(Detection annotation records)

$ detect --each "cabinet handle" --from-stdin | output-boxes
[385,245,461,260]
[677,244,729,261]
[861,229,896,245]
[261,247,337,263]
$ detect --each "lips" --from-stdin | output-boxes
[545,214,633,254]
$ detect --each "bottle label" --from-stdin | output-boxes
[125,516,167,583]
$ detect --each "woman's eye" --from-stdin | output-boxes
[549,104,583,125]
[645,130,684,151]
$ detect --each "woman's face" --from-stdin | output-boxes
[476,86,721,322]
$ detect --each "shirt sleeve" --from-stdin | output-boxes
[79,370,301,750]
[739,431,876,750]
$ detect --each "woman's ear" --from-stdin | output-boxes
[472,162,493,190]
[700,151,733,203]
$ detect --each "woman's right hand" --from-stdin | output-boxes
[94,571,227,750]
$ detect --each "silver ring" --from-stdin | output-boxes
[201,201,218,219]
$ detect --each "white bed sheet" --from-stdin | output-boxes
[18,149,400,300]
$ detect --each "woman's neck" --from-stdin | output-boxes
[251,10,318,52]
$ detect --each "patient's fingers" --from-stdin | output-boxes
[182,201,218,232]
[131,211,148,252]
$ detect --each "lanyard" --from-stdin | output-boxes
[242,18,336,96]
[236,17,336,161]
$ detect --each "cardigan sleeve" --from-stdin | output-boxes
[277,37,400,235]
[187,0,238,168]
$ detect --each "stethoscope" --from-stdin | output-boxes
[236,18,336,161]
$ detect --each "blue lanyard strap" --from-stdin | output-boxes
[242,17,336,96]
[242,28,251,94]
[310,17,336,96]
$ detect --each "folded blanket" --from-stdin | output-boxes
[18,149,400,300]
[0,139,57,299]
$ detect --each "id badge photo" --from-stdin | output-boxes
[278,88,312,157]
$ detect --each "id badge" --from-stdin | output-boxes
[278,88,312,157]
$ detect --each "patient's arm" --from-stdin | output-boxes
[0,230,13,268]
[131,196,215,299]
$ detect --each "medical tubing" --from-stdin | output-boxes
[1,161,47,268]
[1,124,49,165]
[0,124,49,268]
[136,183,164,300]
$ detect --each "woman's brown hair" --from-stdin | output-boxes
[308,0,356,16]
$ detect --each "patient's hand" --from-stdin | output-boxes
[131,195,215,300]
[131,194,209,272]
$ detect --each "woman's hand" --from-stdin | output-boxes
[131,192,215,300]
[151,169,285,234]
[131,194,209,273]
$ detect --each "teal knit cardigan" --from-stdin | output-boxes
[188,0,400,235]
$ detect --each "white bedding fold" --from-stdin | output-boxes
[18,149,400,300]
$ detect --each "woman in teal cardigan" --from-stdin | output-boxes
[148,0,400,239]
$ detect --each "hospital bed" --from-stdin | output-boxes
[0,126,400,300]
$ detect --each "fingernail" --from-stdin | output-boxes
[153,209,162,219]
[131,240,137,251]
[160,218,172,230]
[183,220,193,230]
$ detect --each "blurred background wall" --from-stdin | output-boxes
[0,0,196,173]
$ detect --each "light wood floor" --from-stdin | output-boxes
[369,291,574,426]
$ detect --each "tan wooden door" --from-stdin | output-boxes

■ WHAT YOU SHOULD DO
Print every line of the records exactly. Omit nothing.

■ TASK ANSWER
$ detect --each "cabinet handle" --from-stdin | output-boxes
[385,245,461,260]
[677,244,729,261]
[861,229,896,245]
[261,247,337,263]
$ detect --each "lips" --from-stdin | output-boxes
[545,214,633,254]
$ detect --each "bottle label" --from-stdin | output-boxes
[125,516,167,583]
$ detect --each "woman's eye" --from-stdin | output-boxes
[549,104,583,125]
[645,130,684,151]
$ detect --each "woman's face" --from-stdin | output-boxes
[476,86,721,322]
$ detect --each "shirt sleeve" --from-stdin | output-boxes
[79,370,301,750]
[739,431,876,750]
$ detect --each "woman's ear" --from-stdin | output-boxes
[472,162,493,190]
[700,151,733,203]
$ detect --each "woman's right hand" --from-stdin | output-boxes
[94,571,227,750]
$ detect --each "silver ring" --from-stdin | output-boxes
[201,201,218,219]
$ detect --each "white bed sheet" --from-stdin | output-boxes
[18,149,400,300]
$ detect --each "woman's neck" --from-stdin | output-boxes
[251,10,318,52]
$ detect --each "patient's fingers" --from-stdin | output-boxes
[182,201,218,232]
[131,211,148,252]
$ detect --each "lanyard" --from-stdin | output-boxes
[242,18,336,96]
[236,17,336,161]
$ detect --each "cardigan sleeve" --from-stdin | output-boxes
[277,37,400,235]
[187,0,238,168]
$ detect --each "stethoscope" --from-stdin | output-boxes
[236,18,336,161]
$ detect --each "blue lanyard strap" --from-stdin | output-boxes
[242,17,336,96]
[242,28,251,94]
[310,17,336,96]
$ detect --each "folded blanket" --from-stdin | output-boxes
[18,149,400,300]
[0,139,57,299]
$ detect --each "id badge photo" --from-stdin | output-boxes
[278,88,312,157]
$ detect --each "id badge" --from-stdin | output-boxes
[278,88,312,157]
$ detect --each "patient's arm" --from-stdin | output-boxes
[0,230,13,268]
[131,196,215,299]
$ detect --each "medical tubing" --from-stdin | output-boxes
[1,161,47,268]
[1,124,49,165]
[0,124,49,268]
[136,183,164,300]
$ detect --each "woman's brown hair" --from-stdin | output-boxes
[308,0,356,16]
$ detect --each "patient's hand" --from-stdin | output-boxes
[131,195,215,300]
[131,194,209,272]
$ detect --each "woman's hand" --from-stdin | output-boxes
[131,192,215,300]
[151,169,285,234]
[131,194,209,273]
$ detect --each "teal knit cardigan" --from-stdin | output-boxes
[188,0,400,235]
$ detect --each "white bedding fold" --from-stdin | output-boxes
[18,149,400,300]
$ detect --each "woman in teal cardigan" --from-stdin | output-boxes
[148,0,400,239]
$ detect --each "hospital bed" --from-stdin | output-boxes
[0,126,400,300]
$ detect --each "fingernail" --from-stdin | output-boxes
[153,209,162,219]
[131,240,137,251]
[160,218,172,230]
[183,220,193,230]
$ detect --each "blurred background wall" --from-stdin | output-boxes
[0,0,196,173]
$ detect --each "light wood floor" --from-stdin | output-boxes
[369,291,574,426]
$ detect --each "tan wooden door" --from-stdin | output-boxes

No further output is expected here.